Converting past and future narratives into present practices involves extending practices “horizontally” across the various social scenes. Finding traces of slavery will lead you to find other historical traces and, in fact, constructing practices to identify other traces (and more differentiated forms of the traces you started looking for—why should “slavery” necessarily indicate a single, unified event producing homogeneous traces?) is an act of deferral that kicks in when mythical narratives that can’t be operationalized in a practice start to congeal. Similarly, identifying some elements of possible practices will “slide” over into identifying other elements, ones you can now identify because of the “apparatus” constructed in the course of previous practices so that you get more articulated practices of, say, pedagogy, showing others how to condition themselves to notice ever more minute elements of possible practices. All practices tend towards lowering the threshold of significance. It is precisely and only through this horizontalizing construction of the present that the vertical is accessed and comes through loud in the increasingly clear imperative to build more practices like this, like this distilled essence of the originary scene.

Constructing practices of presenting is the only way to break the addiction to the Big Scene, for which the blue pill of The Matrixis really a very good analogy. Redpilling involves the ongoing, patient work of distinguishing the Big Discipline from the Big Scene. The concepts generated by the metalanguage of literacy addressed at some length in Anthropomorphicsare essential to sustaining the Big Scene: the justice vs. tyranny opposition, for example, opposes a divinely sanctioned division of the center to its usurpation—as long as you think in such terms, you must imagine yourself on a Big Scene with other “citizens.” The same is true of all the concepts required to support the “internal scene of representation,” to refer to our recent Zoom discussion. The “internal scene” is really our “inalienable” piece of the Big Scene. But we can always initiate an inquiry with those terms. Is the tyrant always tyrannizing and doing nothing else besides? If so, “tyrannizing” becomes incredibly complex, and we’ll have to start making distinctions within the concept; if not, well, what else does he do aside from, alongside of, perhaps even as part of, his daily tyrannizing? Inventing practices that reveal such distinctions constitutes the disciplinary infiltration of the Big Scene. The same with the “internal scene”—where is the boundary between the inner and the outer here? Will we not find much of what is most interior to be, in fact, traceable to all kinds of external scenes? This is a kind of deconstruction, but, rather than discovering that positing centrality involves constructing a margin to play the center off against, we discover that constructing margins (the rebellious anti-tyrant, resisting from his inner scene) in fact reveals the center.

**Data provided:**
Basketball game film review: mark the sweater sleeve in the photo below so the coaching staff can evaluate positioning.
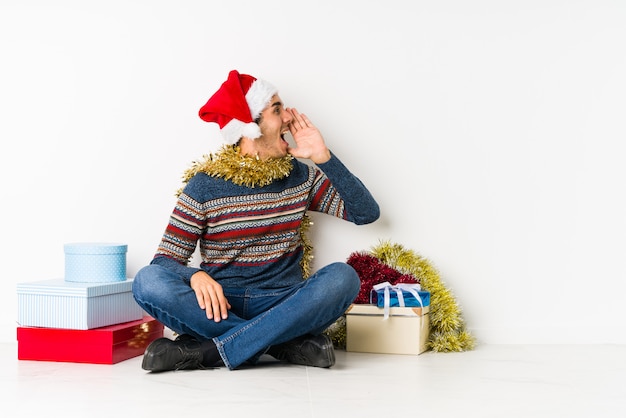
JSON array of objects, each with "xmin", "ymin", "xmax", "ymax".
[
  {"xmin": 150, "ymin": 179, "xmax": 206, "ymax": 283},
  {"xmin": 309, "ymin": 152, "xmax": 380, "ymax": 225}
]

**Requirement:** Rewrite the paragraph of the selected text that begins "Converting past and future narratives" as a short bulleted list that keeps its main points.

**Expected output:**
- Turning past and future narratives into present practices means extending practices "horizontally" across social scenes.
- Finding traces of slavery leads to other historical traces. Building practices to identify other, more differentiated traces is an act of deferral against mythical narratives that can't be put into practice.
- In the same way, identifying some elements of possible practices "slides" into identifying others. The "apparatus" built in earlier practices makes these new elements visible and produces more articulated practices, such as a pedagogy that teaches others to notice ever smaller elements.
- All practices tend to lower the threshold of significance.
- Only through this horizontal construction of the present is the vertical reached. It appears as a clear imperative to build more practices like this distilled essence of the originary scene.